# Page extract:
"""

July 31, 2008
ASK Clinic is the Answer for Refugees: Numbers Are Soaring at Free Monthly Clinic
By Jennifer L. Boen, The News-Sentinel, Fort Wayne, Ind.
Jul. 31--Every chair in the waiting room was occupied at ASK Ministries' clinic for Burmese refugees this week. Since opening in January, the free monthly clinic has seen its patients more than triple.
Many come for medications to treat their diabetes or high blood pressure. A few bring children with rashes or fevers.
On Tuesday night, one elderly woman barely moved as she patiently waited more than an hour to see Dr. Khin Oo, a native of Burma who volunteers at the clinic.
"Who do we have?" Oo asked, gesturing to volunteer Tonya Donahue to start sending patients back to the exam rooms. An English as a Second Language teacher at New Haven High School, Donahue ushered patients to rooms and did whatever else was needed.
Saw Ridgeway, also a native of Burma and a dentist in his former homeland, headed to the lower level of the clinic, 2513 S. Calhoun St., to assist in the area where medications are given out. The clinic is open at other times for general as well as specialty needs.
Thiha Kyi, a dentist in Burma who just completed his MBA from Indiana University-Purdue University Fort Wayne, went over a patient information form with a mother who had brought her 2-year-old to the clinic. Ridgeway and Kyi were dental school classmates in Rangoon, then joined the revolution against the military dictatorship that now runs Burma, also called Myanmar. They eventually fled to a refugee camp, then to the United States.
The child slept peacefully as her mother, Eh Ku Thay, carried her down the hallway, where a large poster hung of Aung San Suu Kyi, the Nobel Peace Prize-winning, imprisoned opposition leader and hero to the clinic's patients.
Kyi asked the mother about the girl's medical history. He and other volunteers spent nearly 15 minutes with each patient, conversing in their native tongue to ensure all information was accurate.
"She has allergies and itching," Kyi said of the girl, listening intently and jotting notes on the chart.
Patients in the waiting room watched a Burmese movie, a melodrama.
"Last month I brought an American movie. Most couldn't understand it, and they didn't enjoy it," Kyi said, pointing out one of the movie characters as "a very famous Burmese actor."
No one complained about waiting. No children fussed or cried. For the elderly woman, it was the first time she had undergone medical care in years, said ASK Executive Director Eve Bratton, a nurse practitioner.

"""

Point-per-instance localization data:

"""

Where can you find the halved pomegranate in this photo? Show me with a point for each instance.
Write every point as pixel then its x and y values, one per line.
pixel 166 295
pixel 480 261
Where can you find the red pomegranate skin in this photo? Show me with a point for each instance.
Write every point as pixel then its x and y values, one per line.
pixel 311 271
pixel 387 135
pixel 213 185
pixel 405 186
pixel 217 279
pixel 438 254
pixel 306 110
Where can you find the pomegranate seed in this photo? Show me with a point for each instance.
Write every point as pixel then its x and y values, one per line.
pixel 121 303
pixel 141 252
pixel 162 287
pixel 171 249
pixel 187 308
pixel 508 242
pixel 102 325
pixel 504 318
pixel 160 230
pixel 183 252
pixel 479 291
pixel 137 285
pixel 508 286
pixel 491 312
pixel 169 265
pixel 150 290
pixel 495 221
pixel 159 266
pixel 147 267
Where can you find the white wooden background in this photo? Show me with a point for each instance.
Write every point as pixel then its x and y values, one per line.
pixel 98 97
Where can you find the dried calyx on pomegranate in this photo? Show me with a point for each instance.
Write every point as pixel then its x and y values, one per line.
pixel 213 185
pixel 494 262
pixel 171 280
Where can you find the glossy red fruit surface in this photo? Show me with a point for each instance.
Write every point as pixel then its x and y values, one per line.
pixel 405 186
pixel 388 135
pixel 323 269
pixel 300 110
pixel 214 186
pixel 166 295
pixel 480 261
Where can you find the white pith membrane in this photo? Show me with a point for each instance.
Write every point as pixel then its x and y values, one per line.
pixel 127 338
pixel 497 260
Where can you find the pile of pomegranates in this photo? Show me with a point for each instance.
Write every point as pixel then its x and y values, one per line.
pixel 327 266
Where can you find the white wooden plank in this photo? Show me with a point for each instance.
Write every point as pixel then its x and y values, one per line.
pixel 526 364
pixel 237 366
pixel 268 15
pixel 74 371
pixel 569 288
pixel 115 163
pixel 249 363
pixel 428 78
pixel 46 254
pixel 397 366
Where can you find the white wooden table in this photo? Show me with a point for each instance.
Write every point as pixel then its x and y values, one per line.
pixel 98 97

"""

# Problem to solve:
Resume the news story about the ASK Ministries clinic for Burmese refugees, picking up after its last sentence.

# Response area:
Bratton founded ASK in 1997 and does pediatric exams, draws blood, greets patients, keeps tabs on pharmacy inventory, and secures donated drugs, lab supplies and medical equipment for a variety of clinics throughout the week.
A donated nebulizer was used to give inhalant medications to Tin Myiht, 46, whose breathing became more labored as she waited Tuesday night. Volunteers took her to an exam room for a breathing treatment as soon as they noticed the problem.
"She had run out of her (asthma) medication," Bratton said.
"It's getting harder to get donations, especially of things like this," she said, referring to a high-tech machine that gives quick readings of patients' blood.
The clinic's $95,000 annual budget comes from private grants and support from individuals, churches and businesses.
Like most nonprofit leaders these days, Bratton is concerned about the drop in cash donations.
"The money (that) people used to give they are now using for gas."
Finding truth in the clinic's name, Bratton, whose paying job is with the VA hospital in Fort Wayne, never doubts needs will be met. ASK is an acronym based on Matthew 7:7 in the Bible: "Ask and it shall be given to you; seek and ye shall find; knock and it shall be opened unto you."
Burmese in Fort Wayne
Fort Wayne has the most Burmese refugees -- 4,000 to 5,000 -- in the United States. Aided by the local Catholic Charities and Friends of Burma, they began moving here after a pro-democracy uprising in Burma was put down in 1988 by the ruling military junta. Last year, about 600 Burmese refugees resettled in Fort Wayne, and another 800 are expected this year. More will arrive by "secondary migration," brought by family and friends already here.